═════ Data for this task
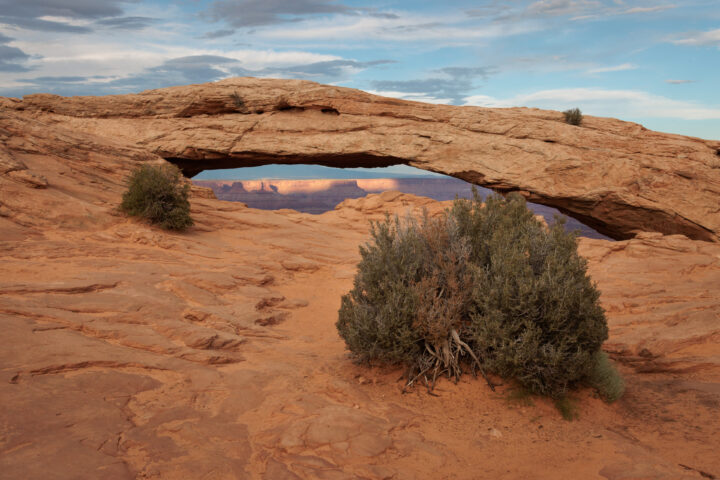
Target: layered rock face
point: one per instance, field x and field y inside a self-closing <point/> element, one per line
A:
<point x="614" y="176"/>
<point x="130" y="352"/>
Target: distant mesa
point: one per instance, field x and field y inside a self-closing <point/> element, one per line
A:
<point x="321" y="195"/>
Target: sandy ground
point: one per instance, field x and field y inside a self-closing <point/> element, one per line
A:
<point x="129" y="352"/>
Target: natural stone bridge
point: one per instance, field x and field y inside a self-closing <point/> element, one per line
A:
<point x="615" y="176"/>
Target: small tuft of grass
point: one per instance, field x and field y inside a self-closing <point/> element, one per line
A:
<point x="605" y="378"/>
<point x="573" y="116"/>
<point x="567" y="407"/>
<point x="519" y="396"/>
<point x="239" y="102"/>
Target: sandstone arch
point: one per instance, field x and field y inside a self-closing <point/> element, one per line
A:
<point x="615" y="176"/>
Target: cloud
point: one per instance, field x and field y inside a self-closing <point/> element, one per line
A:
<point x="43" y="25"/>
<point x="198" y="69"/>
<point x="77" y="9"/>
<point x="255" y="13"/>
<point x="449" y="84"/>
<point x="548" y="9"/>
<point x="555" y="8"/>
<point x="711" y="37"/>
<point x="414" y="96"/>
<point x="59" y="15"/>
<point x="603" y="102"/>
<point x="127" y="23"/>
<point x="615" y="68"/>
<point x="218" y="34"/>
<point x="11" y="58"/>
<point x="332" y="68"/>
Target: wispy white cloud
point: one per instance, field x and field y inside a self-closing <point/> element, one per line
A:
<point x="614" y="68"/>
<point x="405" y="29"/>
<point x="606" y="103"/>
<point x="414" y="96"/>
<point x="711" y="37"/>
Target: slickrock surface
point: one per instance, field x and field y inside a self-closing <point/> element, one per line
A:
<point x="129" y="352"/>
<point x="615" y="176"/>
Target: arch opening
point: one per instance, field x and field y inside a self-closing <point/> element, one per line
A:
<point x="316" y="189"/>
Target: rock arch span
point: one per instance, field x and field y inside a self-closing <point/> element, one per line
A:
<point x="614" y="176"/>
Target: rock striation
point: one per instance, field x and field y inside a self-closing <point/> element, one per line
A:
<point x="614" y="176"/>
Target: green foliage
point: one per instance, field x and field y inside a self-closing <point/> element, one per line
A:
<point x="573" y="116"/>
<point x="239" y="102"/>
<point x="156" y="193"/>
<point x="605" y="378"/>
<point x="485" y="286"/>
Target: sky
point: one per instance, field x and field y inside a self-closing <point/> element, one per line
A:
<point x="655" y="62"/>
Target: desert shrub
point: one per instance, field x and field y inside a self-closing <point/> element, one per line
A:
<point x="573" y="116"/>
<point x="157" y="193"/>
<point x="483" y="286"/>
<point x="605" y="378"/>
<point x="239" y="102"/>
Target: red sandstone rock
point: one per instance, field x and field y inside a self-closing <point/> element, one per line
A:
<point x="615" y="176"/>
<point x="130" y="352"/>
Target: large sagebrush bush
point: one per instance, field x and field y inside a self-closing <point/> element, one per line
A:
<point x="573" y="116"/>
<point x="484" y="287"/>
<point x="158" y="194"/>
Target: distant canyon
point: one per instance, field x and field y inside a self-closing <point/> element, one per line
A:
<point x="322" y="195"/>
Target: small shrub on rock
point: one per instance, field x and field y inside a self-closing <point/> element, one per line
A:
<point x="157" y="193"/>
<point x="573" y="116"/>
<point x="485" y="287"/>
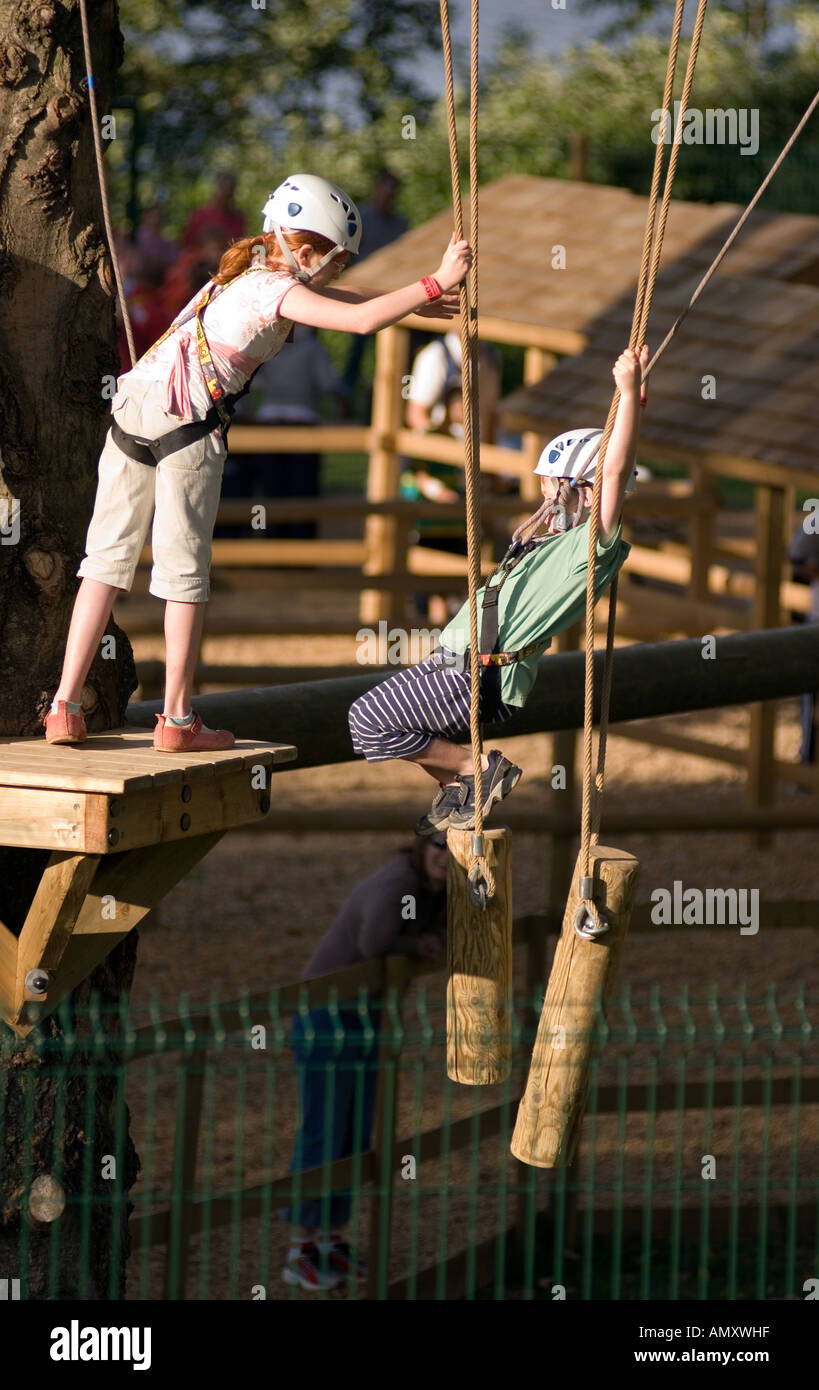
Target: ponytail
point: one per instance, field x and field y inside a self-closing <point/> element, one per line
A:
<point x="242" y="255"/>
══════════
◆ Exercise: Recast every line of the records above as a numbered list, skipping any blank lines. Leave the pictures out of your answer.

◆ The output:
1. Target: layered rock face
2. point: one per instance, field x and field y inside a self-closing <point/> element, one per line
3. A:
4. <point x="614" y="176"/>
5. <point x="130" y="352"/>
6. Target: distant mesa
7. point: one per instance, field x and field y inside a self-closing <point/> element, one per line
8. A:
9. <point x="321" y="195"/>
10. Target: sandy ground
11. point: one per instance, field x and field y inside a self-closing <point/> element, one per line
12. A:
13. <point x="129" y="352"/>
14. Target: natural stone bridge
15. point: one per instance, field x and field y inside a self-closing <point/> element, one per line
16. A:
17. <point x="615" y="176"/>
18. Target: small tuft of grass
19. point: one per instance, field x and field y inside a self-closing <point/> element, one per line
20. A:
21. <point x="605" y="378"/>
22. <point x="573" y="116"/>
23. <point x="567" y="407"/>
24. <point x="519" y="396"/>
25. <point x="239" y="102"/>
26. Target: sandstone arch
27. point: one per instance, field x and field y inside a self-closing <point/> element, one per line
28. A:
29. <point x="615" y="176"/>
30. Target: cloud
31. point: one per instance, field x and field y inside a self-closing <point/> element, one per line
32. A:
33. <point x="43" y="25"/>
34. <point x="198" y="69"/>
35. <point x="77" y="9"/>
36. <point x="255" y="13"/>
37. <point x="449" y="84"/>
38. <point x="548" y="9"/>
39. <point x="555" y="8"/>
40. <point x="711" y="37"/>
41. <point x="414" y="96"/>
42. <point x="59" y="15"/>
43. <point x="603" y="102"/>
44. <point x="127" y="23"/>
45. <point x="615" y="68"/>
46. <point x="218" y="34"/>
47. <point x="11" y="58"/>
48. <point x="332" y="68"/>
49. Target: wispy white cloud
50. point: one per instance, field x and field y inside a self-closing <point/> element, one per line
51. A:
52. <point x="614" y="68"/>
53. <point x="405" y="29"/>
54. <point x="606" y="103"/>
55. <point x="414" y="96"/>
56. <point x="711" y="37"/>
57. Target: slickrock surface
58. point: one per instance, field x and field y inside a self-closing <point/> element, one per line
59. A:
60. <point x="129" y="352"/>
61. <point x="615" y="176"/>
62. Target: arch opening
63. point: one per instance, field x and field y inside a self-closing <point/> element, one per line
64. A:
65. <point x="316" y="189"/>
66. Target: rock arch span
67. point: one per instance, field x and field y inside a self-closing <point/> element, one per line
68. A:
69. <point x="614" y="176"/>
70. Target: rock striation
71. point: one per instance, field x and field y inside a self-closing <point/> element, one per line
72. A:
73. <point x="614" y="176"/>
74. Target: green foliage
75. point: one per instance, field x and field y inside a self-closing <point/> element, one per line
76. A:
77. <point x="573" y="116"/>
78. <point x="239" y="102"/>
79. <point x="156" y="193"/>
80. <point x="605" y="378"/>
81. <point x="485" y="286"/>
82. Target: sky
83. point: one per instance, field x and field y inside a self-closing <point/> element, one per line
84. A:
85. <point x="655" y="62"/>
86. Target: desert shrub
87. point: one per instance, field x and field y inside a self-closing <point/> element, one per line
88. A:
89. <point x="573" y="116"/>
90. <point x="157" y="193"/>
91. <point x="483" y="286"/>
92. <point x="605" y="378"/>
93. <point x="239" y="102"/>
94. Target: red sandstone rock
95. point: one per instance, field x and field y inside a self-closing <point/> element, one per line
96. A:
97. <point x="615" y="176"/>
98. <point x="130" y="352"/>
99. Target: large sagebrush bush
100. point: one per instance, field x and field y inside a self-closing <point/> element, one per line
101. A:
102. <point x="573" y="116"/>
103. <point x="484" y="287"/>
104. <point x="158" y="194"/>
105. Target: distant canyon
106. point: one per instance, field x and field y inside a self-closing <point/> element, one per line
107. A:
108. <point x="322" y="195"/>
109. Target: small shrub on rock
110. point: one per instance, field x and field y inside a self-closing <point/> element, one per line
111. A:
112. <point x="157" y="193"/>
113. <point x="573" y="116"/>
114. <point x="485" y="287"/>
115. Target: ponytail
116. point: one per instance, field x and field y inside a self-closing <point/> element, one per line
117. A:
118. <point x="242" y="255"/>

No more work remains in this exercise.